» TU OBJETIVO:
Continúa el fragmento sobre la crítica de Clifford a la etnografía de salvación a partir de su última oración.

» SECCIÓN DEL DOCUMENTO:
En 1984, en un ensayo titulado "On Ethnographic Allegory", James Clifford usa precisamente estos tres ejemplos históricos -Bastian, Malinowski y Lévi-Strauss- para poner en duda la sinceridad de la solidaridad que los antropólogos han solido expresar con las culturas nativas que estudian. Según Clifford, la desaparición de lo "primitivo" es una alegoría que ha aportado una estructura narrativa a los estudios etnográficos modernos. Esta alegoría de perdición y salvación funciona como una "construcción retórica" que representa a las sociedades primitivas como "débiles" y a los antropólogos mismos como "autoridades científicas y morales" que están llamadas a "rescatar" las costumbres "esenciales" y "auténticas" de estas sociedades (Clifford, 1986: 112-13). En particular, Clifford cuestiona la hipotética legitimidad científica e imaginada autoridad moral de antropólogos que construyen sus narraciones etnográficas siguiendo los patrones de una alegoría de salvación que muy poco tiene que ver con la ciencia o la filosofía y que tiene mucho más que ver con la tradición literaria del romanticismo y su estética bucólica (Clifford, 1986: 113-119)1. Según esos patrones estéticos, el escritor romántico está llamado a salvar en su texto un mundo que está en ruinas y a punto de desaparecer. Este concepto mesiánico del escritor, sugiere Clifford, se encuentra entre la gran mayoría de etnógrafos modernos y, muy en particular, en Lévi-Strauss, cuyo romanticismo lo llevó no sólo a aceptar la culpa por la destrucción del Nuevo Mundo sino a cargar esa cruz como símbolo mesiánico de salvación.

El argumento de Clifford busca poner en ridículo esta tradición moderna de etnografías de salvación. Bajo la nueva perspectiva posmoderna de Clifford, los lamentos de Bastian, las quejas de Malinowski y las angustias de Lévi-Strauss ya no parecen ser expresiones genuinas de solidaridad, sino más bien expresiones hipócritas de una imaginada superioridad cultural que les permite a los antropólogos invertir, en sus escritos, las verdaderas relaciones de poder poscoloniales que existen entre las sociedades modernas y las llamadas sociedades primitivas que los etnógrafos estudian. Las prácticas de representación etnográfica que critica Clifford ponen de manifiesto el punto hasta el cual la antropología y, muy en particular, la etnografía han sido cómplices de la destrucción de las mismas culturas que la etnografía pretende rescatar del olvido.

» DATOS PROPORCIONADOS:
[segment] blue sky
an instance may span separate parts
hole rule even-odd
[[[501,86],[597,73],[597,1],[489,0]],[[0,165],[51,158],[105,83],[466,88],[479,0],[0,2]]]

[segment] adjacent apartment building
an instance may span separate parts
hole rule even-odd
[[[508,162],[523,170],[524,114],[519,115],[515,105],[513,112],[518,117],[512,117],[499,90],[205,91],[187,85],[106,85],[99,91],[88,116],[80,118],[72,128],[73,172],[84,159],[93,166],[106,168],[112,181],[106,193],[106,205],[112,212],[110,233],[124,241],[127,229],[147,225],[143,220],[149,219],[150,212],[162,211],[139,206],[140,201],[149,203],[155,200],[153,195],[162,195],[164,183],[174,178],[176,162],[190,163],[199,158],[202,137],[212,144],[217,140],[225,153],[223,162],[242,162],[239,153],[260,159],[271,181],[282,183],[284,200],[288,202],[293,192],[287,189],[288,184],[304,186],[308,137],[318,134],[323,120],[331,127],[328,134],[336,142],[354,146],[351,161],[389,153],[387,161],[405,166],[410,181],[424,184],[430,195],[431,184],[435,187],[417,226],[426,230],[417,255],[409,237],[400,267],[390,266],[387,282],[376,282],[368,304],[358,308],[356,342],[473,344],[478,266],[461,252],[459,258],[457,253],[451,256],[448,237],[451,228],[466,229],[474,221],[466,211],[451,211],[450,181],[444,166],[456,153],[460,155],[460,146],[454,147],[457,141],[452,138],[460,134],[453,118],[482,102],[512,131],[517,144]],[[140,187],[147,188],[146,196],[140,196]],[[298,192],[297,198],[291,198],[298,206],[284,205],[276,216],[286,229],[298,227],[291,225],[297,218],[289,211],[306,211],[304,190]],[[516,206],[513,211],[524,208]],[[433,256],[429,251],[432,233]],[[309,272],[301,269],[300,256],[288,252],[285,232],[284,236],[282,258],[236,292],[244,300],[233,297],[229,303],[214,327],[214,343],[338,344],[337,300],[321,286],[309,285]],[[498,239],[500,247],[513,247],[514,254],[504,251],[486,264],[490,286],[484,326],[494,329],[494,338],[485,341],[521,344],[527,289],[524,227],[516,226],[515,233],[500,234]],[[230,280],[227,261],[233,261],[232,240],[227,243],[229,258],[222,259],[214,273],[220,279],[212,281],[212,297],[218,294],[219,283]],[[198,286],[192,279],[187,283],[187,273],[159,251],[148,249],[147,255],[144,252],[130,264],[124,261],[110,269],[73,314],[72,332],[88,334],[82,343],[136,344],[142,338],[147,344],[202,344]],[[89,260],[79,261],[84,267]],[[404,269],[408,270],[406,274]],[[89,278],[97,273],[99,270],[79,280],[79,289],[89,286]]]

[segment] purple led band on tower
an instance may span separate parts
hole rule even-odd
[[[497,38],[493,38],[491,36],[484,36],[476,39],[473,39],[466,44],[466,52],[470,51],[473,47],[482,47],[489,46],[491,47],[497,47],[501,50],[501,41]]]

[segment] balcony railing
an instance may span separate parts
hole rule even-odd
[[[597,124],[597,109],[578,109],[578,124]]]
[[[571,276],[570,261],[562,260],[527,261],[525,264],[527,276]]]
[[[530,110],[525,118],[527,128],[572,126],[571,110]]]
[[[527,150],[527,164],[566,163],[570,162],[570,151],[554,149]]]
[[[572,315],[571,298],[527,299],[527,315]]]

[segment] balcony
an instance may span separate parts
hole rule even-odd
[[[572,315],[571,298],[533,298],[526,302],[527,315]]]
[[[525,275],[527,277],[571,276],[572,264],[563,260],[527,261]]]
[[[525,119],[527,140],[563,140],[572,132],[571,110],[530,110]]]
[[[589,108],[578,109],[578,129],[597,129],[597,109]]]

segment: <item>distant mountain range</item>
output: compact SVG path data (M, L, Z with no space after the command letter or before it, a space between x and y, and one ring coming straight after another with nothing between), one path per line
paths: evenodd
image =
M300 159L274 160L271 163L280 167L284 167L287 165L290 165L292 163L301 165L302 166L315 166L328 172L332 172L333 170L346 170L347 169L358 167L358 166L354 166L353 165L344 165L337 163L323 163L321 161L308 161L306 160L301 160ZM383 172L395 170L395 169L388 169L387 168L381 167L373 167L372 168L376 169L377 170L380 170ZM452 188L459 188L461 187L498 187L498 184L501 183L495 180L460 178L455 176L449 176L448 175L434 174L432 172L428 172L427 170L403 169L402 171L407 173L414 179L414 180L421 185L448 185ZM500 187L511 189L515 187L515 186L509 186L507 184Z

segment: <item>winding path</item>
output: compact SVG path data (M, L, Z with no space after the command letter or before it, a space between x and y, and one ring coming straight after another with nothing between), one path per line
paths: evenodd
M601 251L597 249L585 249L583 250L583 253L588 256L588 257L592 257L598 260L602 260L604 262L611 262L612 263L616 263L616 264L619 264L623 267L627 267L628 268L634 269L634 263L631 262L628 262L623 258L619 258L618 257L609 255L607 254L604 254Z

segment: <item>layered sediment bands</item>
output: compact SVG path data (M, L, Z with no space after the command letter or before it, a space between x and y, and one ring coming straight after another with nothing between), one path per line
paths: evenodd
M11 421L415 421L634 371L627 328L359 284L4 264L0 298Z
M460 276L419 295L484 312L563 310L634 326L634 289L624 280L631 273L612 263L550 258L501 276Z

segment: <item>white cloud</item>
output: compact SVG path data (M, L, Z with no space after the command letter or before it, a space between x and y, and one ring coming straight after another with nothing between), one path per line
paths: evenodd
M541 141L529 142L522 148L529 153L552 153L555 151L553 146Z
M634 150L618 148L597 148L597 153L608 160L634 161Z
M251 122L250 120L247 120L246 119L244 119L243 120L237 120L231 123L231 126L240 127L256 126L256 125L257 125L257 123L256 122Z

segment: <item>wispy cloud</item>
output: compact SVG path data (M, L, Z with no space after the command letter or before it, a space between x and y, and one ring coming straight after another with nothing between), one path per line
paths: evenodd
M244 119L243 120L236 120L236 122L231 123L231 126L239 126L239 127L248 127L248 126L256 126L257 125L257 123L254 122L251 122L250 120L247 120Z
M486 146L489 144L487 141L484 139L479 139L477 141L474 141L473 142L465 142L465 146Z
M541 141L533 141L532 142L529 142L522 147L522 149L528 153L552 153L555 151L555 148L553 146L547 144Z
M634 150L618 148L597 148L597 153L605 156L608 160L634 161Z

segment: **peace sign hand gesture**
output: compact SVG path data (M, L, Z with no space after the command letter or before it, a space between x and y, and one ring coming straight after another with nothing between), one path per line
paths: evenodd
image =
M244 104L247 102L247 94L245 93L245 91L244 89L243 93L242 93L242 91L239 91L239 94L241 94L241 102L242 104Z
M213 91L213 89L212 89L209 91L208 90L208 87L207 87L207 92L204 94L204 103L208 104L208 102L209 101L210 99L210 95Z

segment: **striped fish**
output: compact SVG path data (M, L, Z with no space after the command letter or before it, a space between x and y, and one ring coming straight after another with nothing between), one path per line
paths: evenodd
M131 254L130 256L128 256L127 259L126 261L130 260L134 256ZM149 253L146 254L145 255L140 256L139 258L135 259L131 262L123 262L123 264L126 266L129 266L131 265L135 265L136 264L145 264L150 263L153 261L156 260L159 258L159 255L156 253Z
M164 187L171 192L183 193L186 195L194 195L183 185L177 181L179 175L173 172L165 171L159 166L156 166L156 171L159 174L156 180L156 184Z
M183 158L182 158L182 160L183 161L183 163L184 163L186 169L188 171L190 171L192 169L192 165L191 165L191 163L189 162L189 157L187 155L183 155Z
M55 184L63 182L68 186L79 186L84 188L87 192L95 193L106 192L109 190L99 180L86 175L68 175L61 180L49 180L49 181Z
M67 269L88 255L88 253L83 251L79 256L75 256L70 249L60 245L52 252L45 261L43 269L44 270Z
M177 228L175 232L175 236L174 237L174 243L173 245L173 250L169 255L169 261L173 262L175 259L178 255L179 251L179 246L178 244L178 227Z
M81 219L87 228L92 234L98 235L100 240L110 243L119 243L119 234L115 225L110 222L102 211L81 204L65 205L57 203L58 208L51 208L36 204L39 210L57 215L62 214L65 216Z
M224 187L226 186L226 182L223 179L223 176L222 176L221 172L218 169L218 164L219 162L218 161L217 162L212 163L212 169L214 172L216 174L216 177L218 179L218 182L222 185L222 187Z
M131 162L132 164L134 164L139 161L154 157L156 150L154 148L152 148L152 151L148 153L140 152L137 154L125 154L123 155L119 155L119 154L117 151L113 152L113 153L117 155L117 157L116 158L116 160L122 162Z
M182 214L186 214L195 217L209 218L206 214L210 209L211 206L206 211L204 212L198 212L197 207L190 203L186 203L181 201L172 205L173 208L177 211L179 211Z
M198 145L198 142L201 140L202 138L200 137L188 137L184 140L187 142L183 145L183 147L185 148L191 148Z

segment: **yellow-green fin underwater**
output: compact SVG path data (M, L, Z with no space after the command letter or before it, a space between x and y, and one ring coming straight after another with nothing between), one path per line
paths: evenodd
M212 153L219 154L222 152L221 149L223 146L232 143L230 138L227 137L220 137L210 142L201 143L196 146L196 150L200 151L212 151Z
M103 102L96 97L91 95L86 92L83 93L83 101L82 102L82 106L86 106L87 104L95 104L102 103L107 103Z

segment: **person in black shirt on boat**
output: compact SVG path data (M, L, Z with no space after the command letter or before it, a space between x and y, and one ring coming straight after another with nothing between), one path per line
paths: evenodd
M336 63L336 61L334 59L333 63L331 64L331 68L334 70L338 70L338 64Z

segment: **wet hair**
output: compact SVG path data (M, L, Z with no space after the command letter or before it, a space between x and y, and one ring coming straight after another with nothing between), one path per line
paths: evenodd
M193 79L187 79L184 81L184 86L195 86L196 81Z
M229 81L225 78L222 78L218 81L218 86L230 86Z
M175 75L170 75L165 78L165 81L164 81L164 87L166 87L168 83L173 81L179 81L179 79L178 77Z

» RESPUESTA AL EJERCICIO:
Esta crítica tiene bastante sentido en el caso de las Américas, en particular si tenemos en cuenta la historia de la ciudad letrada hispanoamericana, descrita y analizada por Ángel Rama. Según esa historia, la escritura en Latinoamérica, desde las crónicas de la Conquista hasta las revoluciones sociales y políticas del siglo XX, ha estado íntimamente ligada al poder del Estado tanto colonial como poscolonial, y hasta revolucionario (Rama, 1984). Mientras que la escritura etnográfica reproduce estas relaciones de poder imperiales, no escapa de la íntima relación entre las armas y las letras que Rama analiza. Clifford, por su parte, hace bien en señalar esta relación y pedirles a los antropólogos que la cuestionen.

Pero existe un problema bastante grave con lo que propone Clifford. Este problema tiene que ver con la vulnerabilidad de las sociedades y culturas que se ven amenazadas por los avances de la modernidad. "Sin duda alguna", admite Clifford al respecto, "existen formas de vida que pueden, de una manera significativa, 'morir': poblaciones enteras son trastornadas y a veces hasta exterminadas. Las tradiciones se están perdiendo constantemente. Pero la persistente y repetida 'desaparición' de formas sociales en el momento mismo de ser representadas etnográficamente requiere análisis como una estructura narrativa" (Clifford, 1986: 113). Con ese "pero" Clifford señala que su solidaridad no incluye las "formas de vida" nativa que "pueden, de una manera significativa, 'morir". Se limita, más bien, a un círculo cerrado de personas que se identifican como antropólogos.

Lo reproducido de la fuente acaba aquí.